The response must reproduce every record below without alteration.

________________

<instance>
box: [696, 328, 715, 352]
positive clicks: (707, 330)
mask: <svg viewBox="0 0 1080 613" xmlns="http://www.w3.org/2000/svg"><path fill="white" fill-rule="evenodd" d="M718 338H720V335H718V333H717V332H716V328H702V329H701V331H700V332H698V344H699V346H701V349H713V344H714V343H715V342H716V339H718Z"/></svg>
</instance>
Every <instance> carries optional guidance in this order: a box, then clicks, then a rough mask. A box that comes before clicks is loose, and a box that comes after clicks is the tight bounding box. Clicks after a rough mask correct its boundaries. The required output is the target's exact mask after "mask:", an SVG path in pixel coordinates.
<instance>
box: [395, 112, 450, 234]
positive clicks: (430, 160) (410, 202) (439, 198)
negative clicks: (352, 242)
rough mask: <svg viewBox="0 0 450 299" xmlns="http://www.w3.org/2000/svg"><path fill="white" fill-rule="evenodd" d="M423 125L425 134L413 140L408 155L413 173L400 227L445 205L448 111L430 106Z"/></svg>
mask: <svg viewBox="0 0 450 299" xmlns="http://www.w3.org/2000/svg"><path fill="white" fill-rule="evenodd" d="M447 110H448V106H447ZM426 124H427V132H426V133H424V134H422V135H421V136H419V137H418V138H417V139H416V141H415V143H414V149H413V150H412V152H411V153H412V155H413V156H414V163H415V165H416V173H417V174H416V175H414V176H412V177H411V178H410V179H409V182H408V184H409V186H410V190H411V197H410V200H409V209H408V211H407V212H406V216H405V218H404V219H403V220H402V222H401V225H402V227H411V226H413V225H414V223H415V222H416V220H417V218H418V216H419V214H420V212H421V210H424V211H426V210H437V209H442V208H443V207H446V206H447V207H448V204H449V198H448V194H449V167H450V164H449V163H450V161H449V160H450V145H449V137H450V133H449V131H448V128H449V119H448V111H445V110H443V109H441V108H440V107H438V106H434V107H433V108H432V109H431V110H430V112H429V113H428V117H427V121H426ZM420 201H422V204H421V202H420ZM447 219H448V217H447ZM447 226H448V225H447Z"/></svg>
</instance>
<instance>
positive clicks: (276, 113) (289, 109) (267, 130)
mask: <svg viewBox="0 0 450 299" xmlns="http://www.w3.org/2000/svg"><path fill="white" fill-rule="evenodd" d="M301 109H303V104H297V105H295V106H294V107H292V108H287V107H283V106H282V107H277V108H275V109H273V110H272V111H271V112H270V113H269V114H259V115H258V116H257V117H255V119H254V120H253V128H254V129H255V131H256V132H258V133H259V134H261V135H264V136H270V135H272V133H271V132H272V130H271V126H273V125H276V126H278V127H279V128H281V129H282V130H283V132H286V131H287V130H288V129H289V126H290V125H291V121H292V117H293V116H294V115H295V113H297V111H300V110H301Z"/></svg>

________________

> RESULT OF THIS EXERCISE:
<instance>
box: [696, 328, 715, 352]
positive clicks: (707, 330)
mask: <svg viewBox="0 0 1080 613" xmlns="http://www.w3.org/2000/svg"><path fill="white" fill-rule="evenodd" d="M718 338H720V335H718V333H717V332H716V328H702V329H701V331H700V332H698V344H699V346H701V349H713V344H714V343H715V342H716V339H718Z"/></svg>
</instance>
Every <instance> carries optional guidance in this order: a box, then clicks, then a rough mask. A box that comes before clicks is loose, and a box that comes after clicks is the tight bounding box. Clicks after a rough mask correct its boundaries. The required output is the target's exact mask after "mask:", an SVG path in pixel coordinates.
<instance>
box: [395, 112, 450, 234]
positive clicks: (430, 160) (410, 202) (439, 198)
negative clicks: (352, 242)
rough mask: <svg viewBox="0 0 450 299" xmlns="http://www.w3.org/2000/svg"><path fill="white" fill-rule="evenodd" d="M423 125L425 134L413 140L408 155L413 173L400 227L445 205L448 111L430 106Z"/></svg>
mask: <svg viewBox="0 0 450 299" xmlns="http://www.w3.org/2000/svg"><path fill="white" fill-rule="evenodd" d="M447 110H448V106H447ZM426 124H427V132H426V133H424V134H422V135H421V136H419V137H418V138H417V139H416V141H415V143H414V149H413V150H412V152H411V153H412V155H413V156H414V163H415V165H416V173H417V174H416V175H414V176H412V177H411V178H410V179H409V182H408V184H409V186H410V190H411V197H410V200H409V209H408V211H407V212H406V216H405V218H404V219H403V220H402V222H401V225H402V227H411V226H413V225H414V223H415V222H416V220H417V218H418V216H419V214H420V212H421V210H424V211H426V210H437V209H442V208H443V207H446V206H447V207H448V204H449V198H448V194H449V167H450V164H449V163H450V161H449V160H450V145H449V137H450V133H449V131H448V128H449V119H448V111H445V110H443V109H441V108H440V107H438V106H434V107H433V108H432V109H431V110H430V112H429V113H428V117H427V121H426ZM420 201H422V204H421V202H420ZM447 219H448V217H447ZM447 226H448V225H447Z"/></svg>
</instance>
<instance>
positive clicks: (276, 113) (289, 109) (267, 130)
mask: <svg viewBox="0 0 450 299" xmlns="http://www.w3.org/2000/svg"><path fill="white" fill-rule="evenodd" d="M301 109H303V104H297V105H295V106H294V107H292V108H287V107H283V106H282V107H277V108H275V109H273V110H272V111H271V112H270V113H269V114H259V115H258V116H257V117H255V119H254V120H253V128H254V129H255V131H256V132H258V133H259V134H261V135H264V136H270V135H272V133H271V132H272V130H271V126H273V125H276V126H278V127H279V128H281V129H282V130H283V132H286V131H287V130H288V129H289V126H290V125H291V121H292V117H293V116H294V115H295V113H297V111H300V110H301Z"/></svg>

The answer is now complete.